EXCERPTED PASSAGE
►
Hermitian, anti-Hermitian and unitary operators are the three classes of operators that are used most frequently in quantum mechanics. We can say the following about their eigenvalues.

• The eigenvalues of a Hermitian operator are real:

To prove this, Let $\ket{a}$ be an eigenvector of $\hat{A}$ with eigenvalue $a$ and compute $\sand{a}{\hat{A}}{a}$ in two different ways. First, by acting with $\hat{A}$ to the right, \[\sand{a}{\hat{A}}{a} = \bra{a} \left ( \hat{A} \ket{a}\right ) = a \braket{a}{a} = a.\] Second, using hermiticity and acting with $\hat{A}$ to the left, \[\sand{a}{\hat{A}}{a} = \sand{a}{\hat{A}^{\dagger}}{a} = \left ( \bra{a} \hat{A}^{\dagger} \right ) \ket{a} = a^* \braket{a}{a} = a^*.\] Equating the two expressions gives $a=a^*$, and hence $a$ is real.
◄
(Dataset excerpt)
►
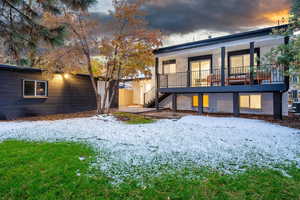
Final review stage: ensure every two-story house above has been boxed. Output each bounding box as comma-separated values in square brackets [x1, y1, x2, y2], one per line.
[154, 26, 289, 119]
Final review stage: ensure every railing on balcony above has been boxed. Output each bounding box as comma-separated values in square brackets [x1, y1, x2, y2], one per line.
[159, 65, 284, 88]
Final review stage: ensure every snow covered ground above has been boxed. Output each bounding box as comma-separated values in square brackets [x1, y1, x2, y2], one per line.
[0, 116, 300, 180]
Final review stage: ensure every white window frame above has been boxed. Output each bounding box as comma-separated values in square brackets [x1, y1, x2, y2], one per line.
[162, 59, 177, 75]
[23, 79, 48, 98]
[239, 94, 262, 110]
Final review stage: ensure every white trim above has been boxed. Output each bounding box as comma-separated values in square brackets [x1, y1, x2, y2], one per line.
[22, 79, 48, 98]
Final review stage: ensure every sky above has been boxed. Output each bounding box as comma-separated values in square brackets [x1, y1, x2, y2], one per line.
[92, 0, 292, 46]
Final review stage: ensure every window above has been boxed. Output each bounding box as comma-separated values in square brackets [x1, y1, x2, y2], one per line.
[240, 95, 261, 109]
[228, 49, 259, 74]
[163, 60, 176, 74]
[193, 95, 209, 108]
[23, 80, 47, 97]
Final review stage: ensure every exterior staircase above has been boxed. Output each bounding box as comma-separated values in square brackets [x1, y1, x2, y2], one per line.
[144, 87, 170, 108]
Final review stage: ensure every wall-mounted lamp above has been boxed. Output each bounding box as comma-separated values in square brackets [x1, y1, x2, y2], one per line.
[53, 74, 63, 81]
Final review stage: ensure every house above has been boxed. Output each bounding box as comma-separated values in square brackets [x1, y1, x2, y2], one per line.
[119, 77, 154, 107]
[0, 65, 117, 120]
[152, 25, 289, 119]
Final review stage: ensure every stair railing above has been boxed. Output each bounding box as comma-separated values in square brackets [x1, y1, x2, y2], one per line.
[144, 87, 156, 105]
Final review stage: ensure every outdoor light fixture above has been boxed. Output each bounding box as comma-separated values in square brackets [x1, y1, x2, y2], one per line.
[53, 74, 63, 80]
[64, 73, 70, 79]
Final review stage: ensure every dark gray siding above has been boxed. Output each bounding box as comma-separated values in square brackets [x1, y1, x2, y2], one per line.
[0, 69, 96, 119]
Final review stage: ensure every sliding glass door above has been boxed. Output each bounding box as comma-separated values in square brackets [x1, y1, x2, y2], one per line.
[190, 59, 212, 87]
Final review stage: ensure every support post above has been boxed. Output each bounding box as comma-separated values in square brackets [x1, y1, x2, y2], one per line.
[250, 42, 255, 85]
[284, 36, 290, 88]
[273, 92, 283, 120]
[198, 93, 203, 115]
[221, 47, 226, 86]
[155, 57, 160, 110]
[172, 93, 177, 112]
[233, 92, 240, 117]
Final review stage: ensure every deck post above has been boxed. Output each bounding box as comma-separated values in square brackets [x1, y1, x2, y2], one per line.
[273, 92, 282, 120]
[198, 93, 203, 115]
[250, 42, 255, 85]
[172, 93, 177, 112]
[155, 57, 160, 110]
[233, 92, 240, 117]
[221, 47, 226, 86]
[284, 36, 290, 88]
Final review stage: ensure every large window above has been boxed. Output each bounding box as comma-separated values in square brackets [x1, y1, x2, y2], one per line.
[228, 49, 259, 74]
[163, 60, 176, 74]
[23, 80, 48, 97]
[193, 95, 209, 108]
[240, 95, 261, 109]
[190, 59, 211, 87]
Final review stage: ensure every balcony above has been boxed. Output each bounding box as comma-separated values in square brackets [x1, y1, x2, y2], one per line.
[158, 65, 285, 94]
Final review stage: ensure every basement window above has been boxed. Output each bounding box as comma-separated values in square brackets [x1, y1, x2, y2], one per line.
[193, 95, 209, 108]
[23, 80, 48, 98]
[240, 95, 262, 110]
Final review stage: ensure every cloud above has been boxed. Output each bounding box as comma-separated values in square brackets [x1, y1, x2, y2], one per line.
[93, 0, 292, 35]
[145, 0, 291, 34]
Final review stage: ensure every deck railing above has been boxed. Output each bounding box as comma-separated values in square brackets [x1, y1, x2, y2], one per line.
[158, 65, 284, 88]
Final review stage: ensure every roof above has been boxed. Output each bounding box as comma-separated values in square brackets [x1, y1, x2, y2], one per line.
[0, 64, 43, 72]
[154, 25, 288, 55]
[0, 64, 89, 76]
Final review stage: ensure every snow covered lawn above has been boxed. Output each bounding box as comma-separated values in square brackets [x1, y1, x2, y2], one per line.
[0, 116, 300, 180]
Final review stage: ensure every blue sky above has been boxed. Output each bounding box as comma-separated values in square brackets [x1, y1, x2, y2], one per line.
[91, 0, 291, 46]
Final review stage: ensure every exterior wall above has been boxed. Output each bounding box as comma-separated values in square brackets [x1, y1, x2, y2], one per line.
[158, 35, 284, 85]
[132, 79, 153, 105]
[0, 69, 96, 120]
[160, 93, 288, 116]
[119, 89, 133, 107]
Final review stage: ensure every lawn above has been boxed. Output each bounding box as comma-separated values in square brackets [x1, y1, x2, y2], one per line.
[0, 141, 300, 200]
[113, 112, 155, 124]
[0, 116, 300, 200]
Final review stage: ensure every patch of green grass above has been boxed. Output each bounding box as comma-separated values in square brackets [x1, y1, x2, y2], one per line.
[113, 112, 155, 124]
[0, 141, 300, 200]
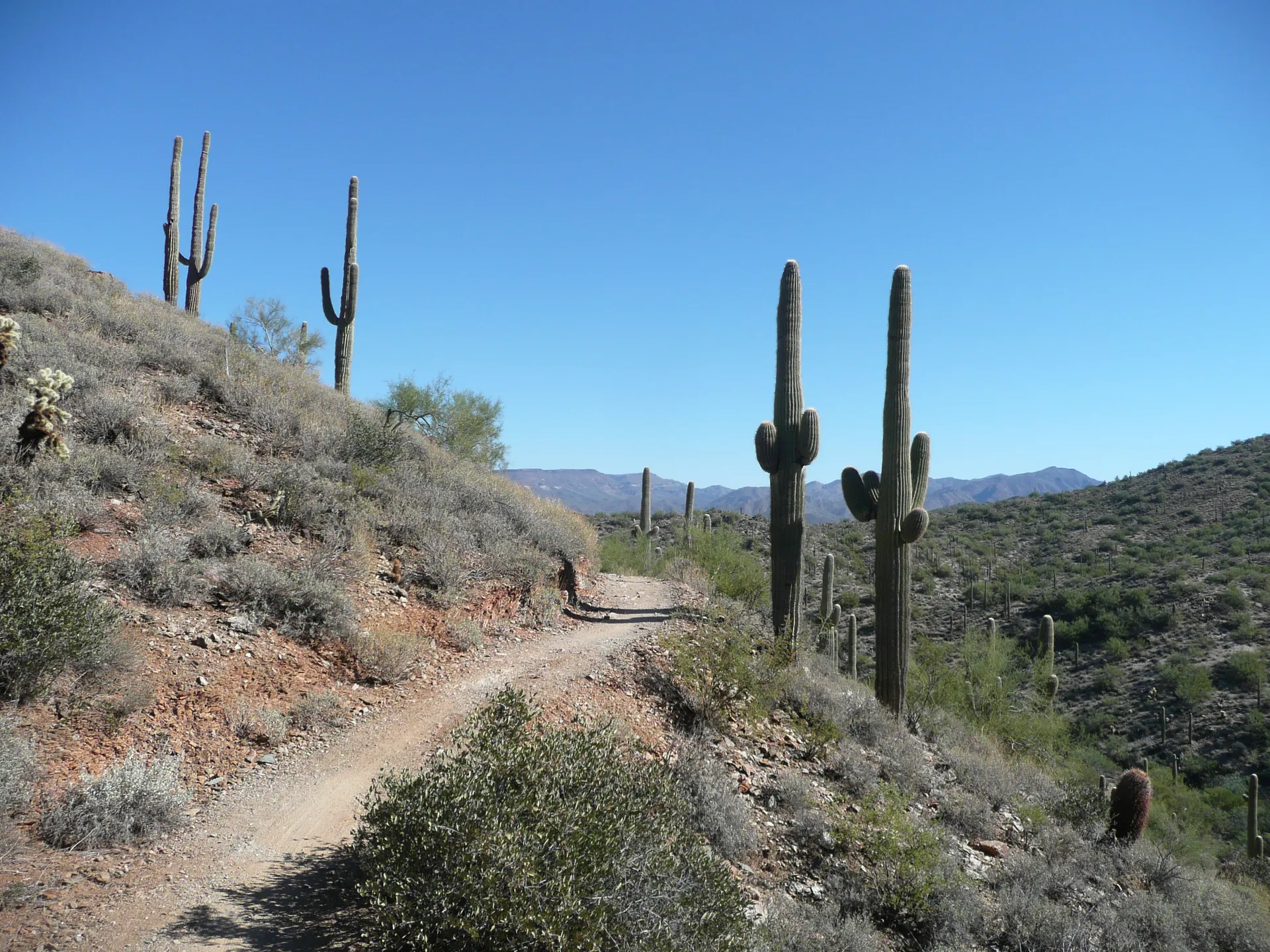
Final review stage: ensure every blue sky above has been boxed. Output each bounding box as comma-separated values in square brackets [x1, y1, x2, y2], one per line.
◄
EXERCISE PROMPT
Can you set down the passage on Hermitian operators word for word, from "Hermitian, anti-Hermitian and" to "hence $a$ is real."?

PROBLEM SOLUTION
Hermitian, anti-Hermitian and unitary operators are the three classes of operators that are used most frequently in quantum mechanics. We can say the following about their eigenvalues.

• The eigenvalues of a Hermitian operator are real:

To prove this, Let $\ket{a}$ be an eigenvector of $\hat{A}$ with eigenvalue $a$ and compute $\sand{a}{\hat{A}}{a}$ in two different ways. First, by acting with $\hat{A}$ to the right, \[\sand{a}{\hat{A}}{a} = \bra{a} \left ( \hat{A} \ket{a}\right ) = a \braket{a}{a} = a.\] Second, using hermiticity and acting with $\hat{A}$ to the left, \[\sand{a}{\hat{A}}{a} = \sand{a}{\hat{A}^{\dagger}}{a} = \left ( \bra{a} \hat{A}^{\dagger} \right ) \ket{a} = a^* \braket{a}{a} = a^*.\] Equating the two expressions gives $a=a^*$, and hence $a$ is real.